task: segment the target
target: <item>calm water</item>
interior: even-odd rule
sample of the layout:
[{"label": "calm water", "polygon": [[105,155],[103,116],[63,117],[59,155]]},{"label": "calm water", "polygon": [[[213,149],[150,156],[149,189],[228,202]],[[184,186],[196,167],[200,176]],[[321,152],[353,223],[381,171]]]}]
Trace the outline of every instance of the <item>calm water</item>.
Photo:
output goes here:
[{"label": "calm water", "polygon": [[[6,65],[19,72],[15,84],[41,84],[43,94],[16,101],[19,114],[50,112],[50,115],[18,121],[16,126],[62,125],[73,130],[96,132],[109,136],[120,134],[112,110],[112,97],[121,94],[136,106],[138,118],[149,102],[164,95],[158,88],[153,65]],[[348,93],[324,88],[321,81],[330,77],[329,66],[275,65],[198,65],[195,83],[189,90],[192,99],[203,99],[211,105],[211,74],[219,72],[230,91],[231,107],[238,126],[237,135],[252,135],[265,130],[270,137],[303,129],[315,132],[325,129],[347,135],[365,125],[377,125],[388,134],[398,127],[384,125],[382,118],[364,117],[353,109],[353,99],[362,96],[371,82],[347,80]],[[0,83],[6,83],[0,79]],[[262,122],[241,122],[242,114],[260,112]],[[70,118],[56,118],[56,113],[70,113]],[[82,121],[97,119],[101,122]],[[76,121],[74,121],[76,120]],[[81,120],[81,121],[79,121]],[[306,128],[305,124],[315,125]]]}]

◆ About this exercise ◆
From the data above, extract every line in its exact form.

◆ Response to this exercise ◆
task: segment the target
target: <item>calm water</item>
interior: even-odd rule
sample of the layout:
[{"label": "calm water", "polygon": [[105,155],[103,116],[63,117],[59,155]]},{"label": "calm water", "polygon": [[[213,149],[150,156],[149,189],[228,202]],[[184,186],[196,167],[200,176]],[[321,152],[353,223],[381,171]]]}]
Trace the outline of every instance of the <item>calm water</item>.
Photo:
output goes here:
[{"label": "calm water", "polygon": [[[6,65],[19,72],[15,84],[41,84],[43,94],[16,101],[19,114],[50,112],[50,115],[18,121],[16,126],[62,125],[73,130],[96,132],[109,136],[120,134],[112,110],[112,97],[121,94],[136,106],[138,118],[149,102],[164,95],[158,88],[153,65]],[[348,93],[324,88],[321,81],[330,77],[329,66],[275,65],[198,65],[195,83],[189,90],[192,99],[203,99],[211,105],[211,74],[219,72],[230,91],[231,107],[238,126],[237,135],[252,135],[265,130],[270,137],[303,129],[315,132],[325,129],[347,135],[365,125],[377,125],[388,134],[398,127],[384,125],[382,118],[364,117],[353,109],[353,99],[362,96],[371,82],[347,80]],[[0,83],[6,83],[0,79]],[[262,122],[241,122],[242,114],[260,112]],[[70,118],[56,118],[56,113],[70,113]],[[82,121],[97,119],[101,122]],[[76,121],[74,121],[76,120]],[[81,120],[81,121],[79,121]],[[306,128],[305,124],[315,125]]]}]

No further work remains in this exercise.